DIRECTIONS FOR THIS TASK: Repeat each record below exactly as it is written.

PROVIDED DATA:

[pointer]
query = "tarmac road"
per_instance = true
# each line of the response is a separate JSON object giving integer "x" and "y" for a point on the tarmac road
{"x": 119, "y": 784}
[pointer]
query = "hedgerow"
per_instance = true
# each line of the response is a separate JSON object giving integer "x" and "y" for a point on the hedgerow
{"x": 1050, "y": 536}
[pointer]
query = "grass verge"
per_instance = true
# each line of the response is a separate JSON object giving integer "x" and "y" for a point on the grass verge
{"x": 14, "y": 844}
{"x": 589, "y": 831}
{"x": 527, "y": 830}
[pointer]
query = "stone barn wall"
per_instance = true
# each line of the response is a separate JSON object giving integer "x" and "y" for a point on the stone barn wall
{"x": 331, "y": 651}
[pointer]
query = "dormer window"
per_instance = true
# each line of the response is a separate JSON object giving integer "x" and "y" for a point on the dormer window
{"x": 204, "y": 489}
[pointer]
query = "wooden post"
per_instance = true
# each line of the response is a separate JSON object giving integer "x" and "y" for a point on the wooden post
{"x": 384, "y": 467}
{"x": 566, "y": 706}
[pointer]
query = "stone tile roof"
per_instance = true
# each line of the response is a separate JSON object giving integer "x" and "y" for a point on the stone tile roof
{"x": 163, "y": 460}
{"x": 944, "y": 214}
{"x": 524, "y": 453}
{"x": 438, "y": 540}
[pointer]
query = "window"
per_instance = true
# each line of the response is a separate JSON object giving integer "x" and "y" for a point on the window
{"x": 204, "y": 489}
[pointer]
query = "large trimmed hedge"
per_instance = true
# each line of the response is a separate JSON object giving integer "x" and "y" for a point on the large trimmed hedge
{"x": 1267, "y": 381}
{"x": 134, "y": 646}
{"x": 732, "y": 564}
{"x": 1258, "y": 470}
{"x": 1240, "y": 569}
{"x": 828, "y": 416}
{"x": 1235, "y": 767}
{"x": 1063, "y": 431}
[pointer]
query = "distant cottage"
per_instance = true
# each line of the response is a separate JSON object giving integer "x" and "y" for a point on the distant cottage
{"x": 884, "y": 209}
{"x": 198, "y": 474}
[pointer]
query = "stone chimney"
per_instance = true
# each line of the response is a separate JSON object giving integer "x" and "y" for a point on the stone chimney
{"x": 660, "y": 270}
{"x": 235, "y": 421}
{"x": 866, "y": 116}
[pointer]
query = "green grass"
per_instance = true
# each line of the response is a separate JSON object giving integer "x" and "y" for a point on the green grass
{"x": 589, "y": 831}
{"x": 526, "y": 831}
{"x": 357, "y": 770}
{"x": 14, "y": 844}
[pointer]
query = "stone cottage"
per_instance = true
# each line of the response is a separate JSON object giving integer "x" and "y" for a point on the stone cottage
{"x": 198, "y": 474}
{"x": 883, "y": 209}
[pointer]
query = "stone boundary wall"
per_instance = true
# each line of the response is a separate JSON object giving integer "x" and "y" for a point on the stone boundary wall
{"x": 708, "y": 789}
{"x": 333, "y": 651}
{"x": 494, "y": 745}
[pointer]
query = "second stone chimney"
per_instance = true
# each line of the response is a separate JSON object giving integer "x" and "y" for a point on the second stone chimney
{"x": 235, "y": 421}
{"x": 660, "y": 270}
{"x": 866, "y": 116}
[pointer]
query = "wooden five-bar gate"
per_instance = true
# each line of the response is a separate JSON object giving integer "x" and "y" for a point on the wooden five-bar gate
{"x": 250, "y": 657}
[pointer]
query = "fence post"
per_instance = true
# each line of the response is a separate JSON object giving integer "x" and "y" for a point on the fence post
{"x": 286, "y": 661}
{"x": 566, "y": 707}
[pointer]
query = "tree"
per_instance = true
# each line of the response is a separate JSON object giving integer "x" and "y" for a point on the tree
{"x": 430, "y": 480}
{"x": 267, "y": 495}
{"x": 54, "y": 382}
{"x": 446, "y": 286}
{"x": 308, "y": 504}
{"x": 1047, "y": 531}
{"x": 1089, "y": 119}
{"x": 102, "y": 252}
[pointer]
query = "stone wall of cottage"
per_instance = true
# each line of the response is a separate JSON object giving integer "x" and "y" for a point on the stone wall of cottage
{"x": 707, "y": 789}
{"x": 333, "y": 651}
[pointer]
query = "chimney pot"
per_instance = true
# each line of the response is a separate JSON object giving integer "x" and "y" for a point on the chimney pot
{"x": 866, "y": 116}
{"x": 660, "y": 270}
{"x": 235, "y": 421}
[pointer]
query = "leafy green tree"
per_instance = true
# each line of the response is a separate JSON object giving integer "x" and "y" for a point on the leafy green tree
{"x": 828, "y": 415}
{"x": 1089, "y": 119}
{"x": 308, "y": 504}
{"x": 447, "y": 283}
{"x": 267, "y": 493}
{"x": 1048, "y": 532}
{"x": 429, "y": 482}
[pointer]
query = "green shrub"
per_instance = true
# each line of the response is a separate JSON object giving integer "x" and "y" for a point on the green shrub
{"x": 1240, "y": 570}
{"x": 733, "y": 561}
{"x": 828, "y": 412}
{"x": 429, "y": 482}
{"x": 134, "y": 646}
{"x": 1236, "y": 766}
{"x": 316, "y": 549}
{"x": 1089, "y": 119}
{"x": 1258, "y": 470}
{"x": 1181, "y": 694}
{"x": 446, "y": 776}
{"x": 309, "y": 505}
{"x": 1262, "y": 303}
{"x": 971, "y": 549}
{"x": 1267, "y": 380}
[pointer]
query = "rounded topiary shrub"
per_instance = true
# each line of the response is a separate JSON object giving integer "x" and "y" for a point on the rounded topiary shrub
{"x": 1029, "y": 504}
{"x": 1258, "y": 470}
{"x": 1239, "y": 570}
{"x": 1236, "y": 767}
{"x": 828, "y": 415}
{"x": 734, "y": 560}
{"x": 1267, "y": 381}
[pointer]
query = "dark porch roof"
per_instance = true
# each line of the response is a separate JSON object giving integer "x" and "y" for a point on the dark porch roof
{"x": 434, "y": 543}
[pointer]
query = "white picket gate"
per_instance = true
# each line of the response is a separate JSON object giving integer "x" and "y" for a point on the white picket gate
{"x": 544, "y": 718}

COMPLETED EXERCISE:
[pointer]
query = "tarmac road"
per_instance = true
# each line of the response is a separate JSON object giving integer "x" and "y" for a point on the tarmac road
{"x": 119, "y": 784}
[pointer]
query = "hedgerow"
per_instance = true
# each line of the response is a separate JSON object giving integer "x" and "y" for a point on the hedgerow
{"x": 1050, "y": 536}
[pointer]
query = "grass verge"
per_instance = true
# each line of the response is a separate JSON object giving integer "x" and "y" for a point on the grass verge
{"x": 14, "y": 844}
{"x": 589, "y": 831}
{"x": 527, "y": 830}
[pointer]
query = "stone barn wall"
per_instance = true
# each line of the response is a separate JSON object giving integer "x" and "y" for a point on the stone barn wall
{"x": 331, "y": 651}
[pointer]
query = "dormer window"
per_instance = true
# each line of the response is a separate JSON object giving integer "x" and "y" for a point on the dormer window
{"x": 204, "y": 489}
[pointer]
query = "wooden post"
per_instance = true
# each line of the response is a separate JSON object giving integer "x" and "y" for a point on the wooden post
{"x": 384, "y": 467}
{"x": 566, "y": 706}
[pointer]
query = "stone tile roof"
per_instance = true
# each line of the response is a separate JSON object giving integer "x" and "y" for a point on the stone tile roof
{"x": 163, "y": 460}
{"x": 944, "y": 214}
{"x": 524, "y": 453}
{"x": 438, "y": 540}
[pointer]
query = "window"
per_instance = true
# each line of the response is a separate JSON object giving integer "x" and "y" for a point on the window
{"x": 204, "y": 489}
[pointer]
query = "large trimmed hedge"
per_instance = true
# each line of the response is a separate JSON object giving integer "x" and "y" for a point on the large trimmed hedge
{"x": 1267, "y": 381}
{"x": 134, "y": 646}
{"x": 732, "y": 564}
{"x": 1258, "y": 470}
{"x": 1240, "y": 569}
{"x": 828, "y": 416}
{"x": 1235, "y": 767}
{"x": 1063, "y": 431}
[pointer]
query = "distant cottage"
per_instance = true
# each line of the response is a separate JSON object giving integer "x" and "y" for a point on the distant cottage
{"x": 884, "y": 209}
{"x": 198, "y": 474}
[pointer]
query = "stone chimney"
per_instance = true
# each line of the response is a separate JSON object giving integer "x" and "y" for a point on the stone chimney
{"x": 660, "y": 270}
{"x": 235, "y": 421}
{"x": 866, "y": 116}
[pointer]
query = "green grass"
per_instance = true
# each line of the response is a separate JSON object giving integer "x" and "y" for a point on the green grass
{"x": 589, "y": 831}
{"x": 526, "y": 831}
{"x": 357, "y": 770}
{"x": 14, "y": 844}
[pointer]
query = "stone cottage"
per_instance = true
# each line of the response is a separate JSON object giving integer "x" and "y" for a point on the stone cottage
{"x": 198, "y": 474}
{"x": 883, "y": 209}
[pointer]
query = "stone boundary wall"
per_instance = true
# each line of the response is a separate JSON object giving integer "x" and "y" for a point on the stone boundary wall
{"x": 708, "y": 789}
{"x": 333, "y": 651}
{"x": 494, "y": 745}
[pointer]
query = "second stone chimney"
per_instance = true
# each line of the response is a separate JSON object giving integer "x" and "y" for a point on the second stone chimney
{"x": 235, "y": 421}
{"x": 660, "y": 270}
{"x": 866, "y": 116}
[pointer]
query = "wooden five-bar gate"
per_instance = true
# each line of the response is a separate JSON object giving integer "x" and "y" for a point on the wooden five-bar gate
{"x": 250, "y": 657}
[pointer]
query = "fence post"
per_instance = true
# each line of the response is a separate JSON object giving integer "x" and "y" for a point on the fence post
{"x": 286, "y": 661}
{"x": 566, "y": 707}
[pointer]
query = "tree"
per_instance = true
# each line of the response is a separate JSON object giving integer "x" and "y" for a point on the tree
{"x": 430, "y": 480}
{"x": 267, "y": 495}
{"x": 54, "y": 382}
{"x": 446, "y": 286}
{"x": 308, "y": 504}
{"x": 1047, "y": 531}
{"x": 1089, "y": 119}
{"x": 102, "y": 252}
[pointer]
query = "stone wall of cottage"
per_instance = true
# each line of the response is a separate JSON object giving integer "x" and "y" for a point on the stone wall of cottage
{"x": 707, "y": 789}
{"x": 333, "y": 651}
[pointer]
query = "chimney pot"
per_instance = true
# each line of the response is a separate JSON object giving integer "x" and "y" for a point on the chimney pot
{"x": 866, "y": 116}
{"x": 660, "y": 270}
{"x": 235, "y": 421}
[pointer]
query = "leafy green tree"
per_instance = true
# each line of the response is a separate JSON object giving integer "x" and "y" for a point on the leafy green tree
{"x": 828, "y": 415}
{"x": 1089, "y": 119}
{"x": 308, "y": 504}
{"x": 447, "y": 283}
{"x": 267, "y": 493}
{"x": 1048, "y": 532}
{"x": 429, "y": 482}
[pointer]
query = "green shrub"
per_instance = true
# each line of the response is a separate JSON object giving integer "x" and "y" for a point on the green shrub
{"x": 1240, "y": 570}
{"x": 733, "y": 561}
{"x": 828, "y": 412}
{"x": 429, "y": 482}
{"x": 134, "y": 646}
{"x": 1236, "y": 766}
{"x": 316, "y": 549}
{"x": 1089, "y": 119}
{"x": 1258, "y": 470}
{"x": 1181, "y": 694}
{"x": 446, "y": 776}
{"x": 309, "y": 505}
{"x": 1262, "y": 303}
{"x": 971, "y": 549}
{"x": 1267, "y": 380}
[pointer]
query = "rounded topiary shrub"
per_instance = true
# each line of the response is a separate JSON object giving integer "x" and "y" for a point on the rounded topiary shrub
{"x": 1029, "y": 504}
{"x": 1258, "y": 470}
{"x": 1239, "y": 570}
{"x": 1236, "y": 767}
{"x": 828, "y": 415}
{"x": 734, "y": 560}
{"x": 1267, "y": 381}
[pointer]
query = "dark porch roof"
per_instance = true
# each line of the response is a separate JSON object giving integer "x" and "y" for a point on the dark porch roof
{"x": 434, "y": 543}
[pointer]
query = "white picket gate"
per_instance = true
# each line of the response is a separate JSON object giving integer "x" and "y" for a point on the white picket gate
{"x": 544, "y": 718}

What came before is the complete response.